- QUOTED PASSAGE

=== Begin Enclosure ===

Monday October 16, 2017

The star of a popular TV show paints dollar signs on her fingernails to demonstrate her love for former US president Barack Obama. She and her fellow Democrats don’t seem to have learned much since last year’s election. Insulated by their money and their privilege, they remain clueless as to why they’ve lost control of all branches of government.

Broad City Dollar Signs

My mind, however, is elsewhere. I continue to dwell upon psychedelic imagery from one of the performances I caught this weekend. Washed Out teamed up with Brainfeeder-affiliated visual artist Timeboy to create music videos for each track on the band’s latest album, Mister Mellow. The videos utilize several forms of animation: everything from stop-motion and claymation to hand-drawn cartoons. The band projects and modifies all of this dynamic imagery in real-time during live performances using Kinect 2.0 devices: motion-sensing “depth” cameras, basically, designed by Microsoft for use with Xbox One. Sarah joined me for a beautiful late-afternoon stroll through a garden yesterday, where we were graced by magnificent monarch butterflies, a pink wildflower anemone named “Queen Charlotte,” a fence post covered in flowering snail vine. We imagined ourselves entering and exiting zones filled at once with the romantic drama of the strolling couple, and at a different scale, observable only when the couple peers down on occasion, a world teeming with ecosystem narratives: complex interactions between predators and their potential prey. Perceived at this level, suffering and decay seem almost painterly in their abstraction. I realize that I spend too much of my life torn between warring impulses. Should I spend my life immersed in texts or in nature? I commit myself fully to neither speech nor phenomena. Broad City more than makes up for past crimes, by the way, with its latest episode, an animated shroom-and-cannabis-fueled extravaganza by artist Mike Perry.

broadcity_mikeperry_intro

The alarms, the intensities, objects melting and reforming: together, it amounts to a grand de-reification of reality. So much more pleasurable than the gritty nicotine-crack-alcohol police-and-criminal-class hustle-drama dished out by David Simon’s The Deuce.

=== End Enclosure ===

- PROVIDED MATERIAL
=== Begin Enclosure ===

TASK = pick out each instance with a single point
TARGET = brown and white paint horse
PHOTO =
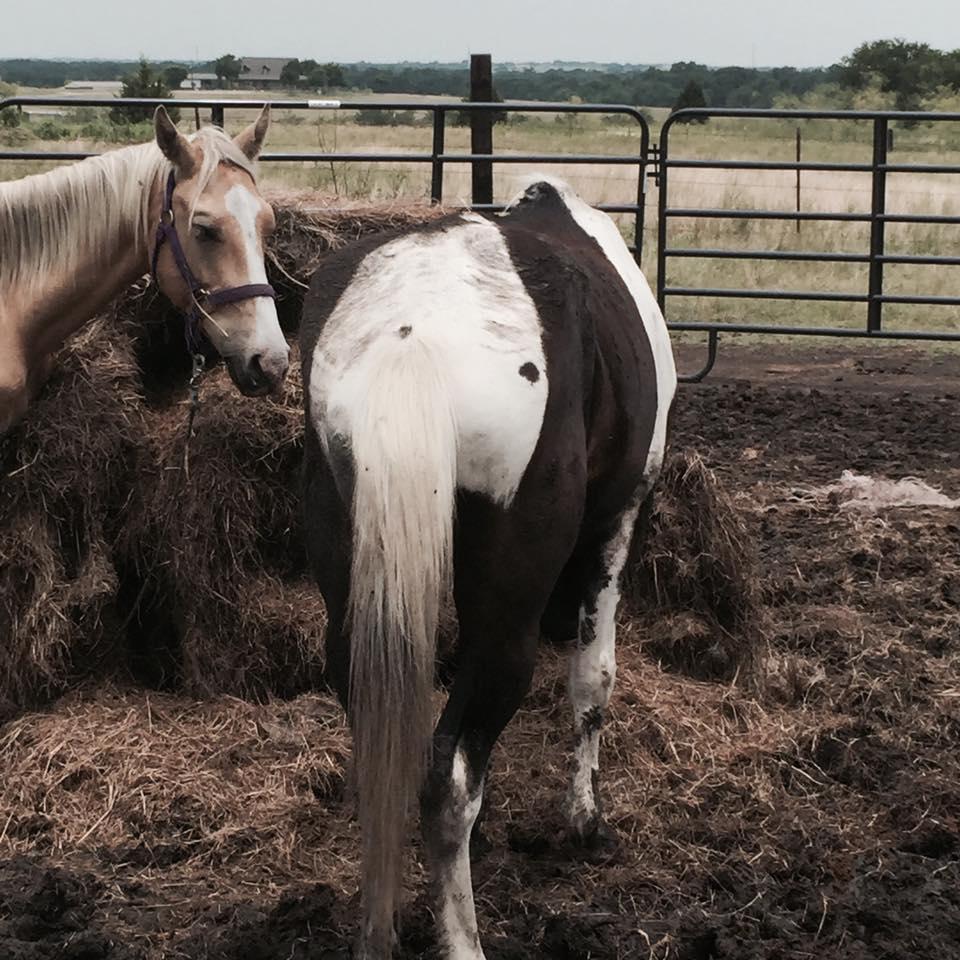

=== End Enclosure ===

- WHAT NEEDS TO BE DONE
In one to three sentences, explain what the entry gives as the reason the television star and her fellow Democrats remain clueless about why they have lost control of all branches of government. The listing is unrelated to the entry.

- REPLY
The entry says they are insulated by their money and their privilege, and that this insulation leaves them clueless about why they lost control of all branches of government.